▶ **Exercise instructions**
Repeat only the lines running from the beginning of the material through the line that contains "point(251, 24)".

▶ **Provided data**

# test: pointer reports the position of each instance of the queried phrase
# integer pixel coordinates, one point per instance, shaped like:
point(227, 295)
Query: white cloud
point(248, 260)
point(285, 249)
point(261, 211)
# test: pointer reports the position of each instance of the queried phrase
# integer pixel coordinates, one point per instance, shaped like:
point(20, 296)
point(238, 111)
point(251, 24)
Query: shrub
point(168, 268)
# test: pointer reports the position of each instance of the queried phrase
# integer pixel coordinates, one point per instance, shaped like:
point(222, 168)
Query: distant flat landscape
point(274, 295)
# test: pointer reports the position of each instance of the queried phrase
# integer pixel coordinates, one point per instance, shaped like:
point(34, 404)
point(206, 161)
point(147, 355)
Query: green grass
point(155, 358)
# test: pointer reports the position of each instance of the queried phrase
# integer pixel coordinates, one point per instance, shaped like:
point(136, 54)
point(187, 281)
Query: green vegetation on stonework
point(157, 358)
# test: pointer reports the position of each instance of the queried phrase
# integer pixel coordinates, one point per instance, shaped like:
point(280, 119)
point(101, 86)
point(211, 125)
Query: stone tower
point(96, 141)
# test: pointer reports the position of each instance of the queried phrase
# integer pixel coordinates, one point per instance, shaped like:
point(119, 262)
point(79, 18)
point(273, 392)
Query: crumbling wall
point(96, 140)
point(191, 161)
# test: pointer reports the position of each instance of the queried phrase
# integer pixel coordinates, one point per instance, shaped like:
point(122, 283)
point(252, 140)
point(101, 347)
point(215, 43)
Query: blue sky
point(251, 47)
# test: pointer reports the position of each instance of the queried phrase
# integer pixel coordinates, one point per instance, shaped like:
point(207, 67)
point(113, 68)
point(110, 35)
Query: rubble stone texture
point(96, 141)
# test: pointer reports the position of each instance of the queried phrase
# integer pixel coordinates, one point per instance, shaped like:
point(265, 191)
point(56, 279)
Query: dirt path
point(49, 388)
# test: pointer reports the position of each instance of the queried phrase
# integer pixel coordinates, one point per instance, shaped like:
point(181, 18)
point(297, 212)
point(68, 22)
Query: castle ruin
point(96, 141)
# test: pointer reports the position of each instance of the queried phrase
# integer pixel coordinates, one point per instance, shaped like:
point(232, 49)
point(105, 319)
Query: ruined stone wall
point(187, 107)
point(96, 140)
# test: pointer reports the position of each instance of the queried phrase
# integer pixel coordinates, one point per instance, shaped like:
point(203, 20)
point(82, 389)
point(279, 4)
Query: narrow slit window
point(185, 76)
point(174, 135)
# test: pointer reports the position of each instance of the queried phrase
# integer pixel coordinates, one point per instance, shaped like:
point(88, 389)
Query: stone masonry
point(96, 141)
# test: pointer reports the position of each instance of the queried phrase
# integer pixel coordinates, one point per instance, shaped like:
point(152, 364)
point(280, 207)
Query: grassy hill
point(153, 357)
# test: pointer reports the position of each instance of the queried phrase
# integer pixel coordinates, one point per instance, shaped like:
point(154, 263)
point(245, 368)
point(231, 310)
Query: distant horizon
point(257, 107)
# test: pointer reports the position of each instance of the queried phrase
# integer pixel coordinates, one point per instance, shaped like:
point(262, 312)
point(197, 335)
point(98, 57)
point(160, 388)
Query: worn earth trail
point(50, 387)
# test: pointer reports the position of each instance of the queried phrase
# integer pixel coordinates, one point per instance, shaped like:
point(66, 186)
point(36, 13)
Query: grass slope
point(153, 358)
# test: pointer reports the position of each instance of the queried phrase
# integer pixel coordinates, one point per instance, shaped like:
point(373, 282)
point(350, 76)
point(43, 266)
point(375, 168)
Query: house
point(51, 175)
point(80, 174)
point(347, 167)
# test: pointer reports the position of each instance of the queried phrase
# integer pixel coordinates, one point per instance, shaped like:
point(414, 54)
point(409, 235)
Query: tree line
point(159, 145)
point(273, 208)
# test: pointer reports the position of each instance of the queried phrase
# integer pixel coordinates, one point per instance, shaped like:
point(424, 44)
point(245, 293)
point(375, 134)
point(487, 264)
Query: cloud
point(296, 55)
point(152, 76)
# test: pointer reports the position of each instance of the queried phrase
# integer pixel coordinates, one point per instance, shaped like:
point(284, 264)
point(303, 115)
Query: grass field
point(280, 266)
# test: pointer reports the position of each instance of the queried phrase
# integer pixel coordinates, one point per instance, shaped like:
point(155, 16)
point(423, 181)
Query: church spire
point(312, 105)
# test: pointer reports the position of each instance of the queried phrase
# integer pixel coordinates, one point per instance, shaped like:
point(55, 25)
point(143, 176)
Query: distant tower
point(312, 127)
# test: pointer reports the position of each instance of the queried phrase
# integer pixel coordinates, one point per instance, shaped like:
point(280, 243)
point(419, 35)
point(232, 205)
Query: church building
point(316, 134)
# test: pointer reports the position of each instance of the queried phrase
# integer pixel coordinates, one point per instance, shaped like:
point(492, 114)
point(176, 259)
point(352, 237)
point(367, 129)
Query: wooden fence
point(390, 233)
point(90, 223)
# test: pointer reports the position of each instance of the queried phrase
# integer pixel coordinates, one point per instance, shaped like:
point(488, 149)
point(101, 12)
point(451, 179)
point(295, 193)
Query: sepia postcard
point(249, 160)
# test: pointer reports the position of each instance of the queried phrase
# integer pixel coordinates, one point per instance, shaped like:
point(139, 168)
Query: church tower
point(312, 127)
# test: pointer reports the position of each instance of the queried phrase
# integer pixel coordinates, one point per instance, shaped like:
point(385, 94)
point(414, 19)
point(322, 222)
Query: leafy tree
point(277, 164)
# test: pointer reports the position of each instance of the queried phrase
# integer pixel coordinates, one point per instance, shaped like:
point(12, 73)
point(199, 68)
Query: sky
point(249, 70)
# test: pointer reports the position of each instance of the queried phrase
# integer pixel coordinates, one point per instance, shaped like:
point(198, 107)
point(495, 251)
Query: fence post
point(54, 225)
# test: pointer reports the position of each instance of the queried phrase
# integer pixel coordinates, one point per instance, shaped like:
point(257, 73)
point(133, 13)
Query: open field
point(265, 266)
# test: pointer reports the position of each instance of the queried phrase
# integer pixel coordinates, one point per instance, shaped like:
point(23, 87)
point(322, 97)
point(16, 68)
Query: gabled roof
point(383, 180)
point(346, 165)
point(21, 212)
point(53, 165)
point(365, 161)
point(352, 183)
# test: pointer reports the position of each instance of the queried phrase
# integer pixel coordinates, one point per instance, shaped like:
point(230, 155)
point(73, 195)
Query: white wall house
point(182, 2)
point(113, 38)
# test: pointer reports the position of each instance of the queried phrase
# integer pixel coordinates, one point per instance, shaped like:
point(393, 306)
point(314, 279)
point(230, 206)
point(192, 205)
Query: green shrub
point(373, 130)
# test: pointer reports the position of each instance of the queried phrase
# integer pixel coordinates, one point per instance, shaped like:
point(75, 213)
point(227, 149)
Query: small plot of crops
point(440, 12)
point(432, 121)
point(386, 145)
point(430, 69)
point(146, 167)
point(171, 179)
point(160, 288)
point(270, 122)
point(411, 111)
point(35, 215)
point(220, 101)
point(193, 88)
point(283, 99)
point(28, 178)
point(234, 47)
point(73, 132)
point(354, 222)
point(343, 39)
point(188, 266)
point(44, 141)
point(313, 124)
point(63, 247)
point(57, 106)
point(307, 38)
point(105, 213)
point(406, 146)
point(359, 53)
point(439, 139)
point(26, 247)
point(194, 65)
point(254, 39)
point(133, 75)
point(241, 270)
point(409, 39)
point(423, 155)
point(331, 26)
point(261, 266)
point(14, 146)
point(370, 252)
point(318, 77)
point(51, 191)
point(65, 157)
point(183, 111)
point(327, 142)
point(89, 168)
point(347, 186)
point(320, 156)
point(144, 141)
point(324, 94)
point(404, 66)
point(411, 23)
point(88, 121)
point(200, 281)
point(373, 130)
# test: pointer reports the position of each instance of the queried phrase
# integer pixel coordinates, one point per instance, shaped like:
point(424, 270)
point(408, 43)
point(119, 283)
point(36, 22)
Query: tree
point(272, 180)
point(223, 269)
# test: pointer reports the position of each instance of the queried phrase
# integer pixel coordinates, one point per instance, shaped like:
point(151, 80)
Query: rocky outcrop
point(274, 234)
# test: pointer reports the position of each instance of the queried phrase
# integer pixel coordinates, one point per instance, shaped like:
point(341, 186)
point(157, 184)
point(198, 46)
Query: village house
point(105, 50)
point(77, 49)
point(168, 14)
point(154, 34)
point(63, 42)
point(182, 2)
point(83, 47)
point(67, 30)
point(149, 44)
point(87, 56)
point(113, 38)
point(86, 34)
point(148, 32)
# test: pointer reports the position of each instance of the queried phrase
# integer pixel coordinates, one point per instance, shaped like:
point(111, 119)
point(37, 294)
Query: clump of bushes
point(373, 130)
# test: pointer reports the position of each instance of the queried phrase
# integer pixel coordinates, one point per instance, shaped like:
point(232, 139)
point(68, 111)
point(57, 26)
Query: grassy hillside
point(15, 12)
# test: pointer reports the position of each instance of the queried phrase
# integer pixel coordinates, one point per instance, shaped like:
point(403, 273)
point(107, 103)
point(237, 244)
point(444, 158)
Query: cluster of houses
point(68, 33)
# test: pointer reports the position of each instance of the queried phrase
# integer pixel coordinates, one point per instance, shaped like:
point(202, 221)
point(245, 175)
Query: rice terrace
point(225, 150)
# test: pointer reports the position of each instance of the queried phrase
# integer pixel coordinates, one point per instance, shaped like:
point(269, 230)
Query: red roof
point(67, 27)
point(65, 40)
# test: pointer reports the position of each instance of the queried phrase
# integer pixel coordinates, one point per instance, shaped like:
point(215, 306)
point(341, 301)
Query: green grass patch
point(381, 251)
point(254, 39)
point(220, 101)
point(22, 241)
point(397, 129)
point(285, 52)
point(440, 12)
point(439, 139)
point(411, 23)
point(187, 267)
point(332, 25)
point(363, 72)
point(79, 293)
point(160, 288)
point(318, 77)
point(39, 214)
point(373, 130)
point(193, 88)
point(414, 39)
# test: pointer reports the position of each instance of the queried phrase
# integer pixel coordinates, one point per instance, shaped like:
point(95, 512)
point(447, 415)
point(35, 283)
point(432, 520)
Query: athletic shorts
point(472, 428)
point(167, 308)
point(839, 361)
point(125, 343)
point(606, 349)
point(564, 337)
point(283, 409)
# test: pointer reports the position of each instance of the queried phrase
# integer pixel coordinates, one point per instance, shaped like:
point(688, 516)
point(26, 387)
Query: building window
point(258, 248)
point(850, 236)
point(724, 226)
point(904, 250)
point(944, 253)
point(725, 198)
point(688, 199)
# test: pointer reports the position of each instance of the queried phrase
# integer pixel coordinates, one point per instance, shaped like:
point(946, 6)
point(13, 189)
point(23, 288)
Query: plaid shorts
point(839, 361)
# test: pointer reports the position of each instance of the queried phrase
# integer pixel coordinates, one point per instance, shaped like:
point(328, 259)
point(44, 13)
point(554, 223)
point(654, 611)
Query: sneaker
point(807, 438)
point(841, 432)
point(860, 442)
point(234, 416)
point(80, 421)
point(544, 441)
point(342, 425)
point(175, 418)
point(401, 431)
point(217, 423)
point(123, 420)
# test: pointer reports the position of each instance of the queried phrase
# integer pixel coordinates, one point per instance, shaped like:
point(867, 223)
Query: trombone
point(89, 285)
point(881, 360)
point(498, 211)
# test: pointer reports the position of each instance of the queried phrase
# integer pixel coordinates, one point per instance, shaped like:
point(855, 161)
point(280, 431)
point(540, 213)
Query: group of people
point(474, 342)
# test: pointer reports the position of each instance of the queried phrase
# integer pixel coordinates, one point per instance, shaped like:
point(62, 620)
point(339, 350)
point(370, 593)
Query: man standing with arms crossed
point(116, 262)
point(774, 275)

▶ **Response to the exercise**
# test: pointer reports the position of each instance of the queried phrase
# integer pixel coordinates, one point per instance, shaped like:
point(227, 295)
Query: white cloud
point(248, 260)
point(285, 249)
point(261, 211)
# test: pointer reports the position of each instance of the queried phrase
# integer pixel coordinates, one point per instance, shaped like:
point(20, 296)
point(238, 111)
point(251, 24)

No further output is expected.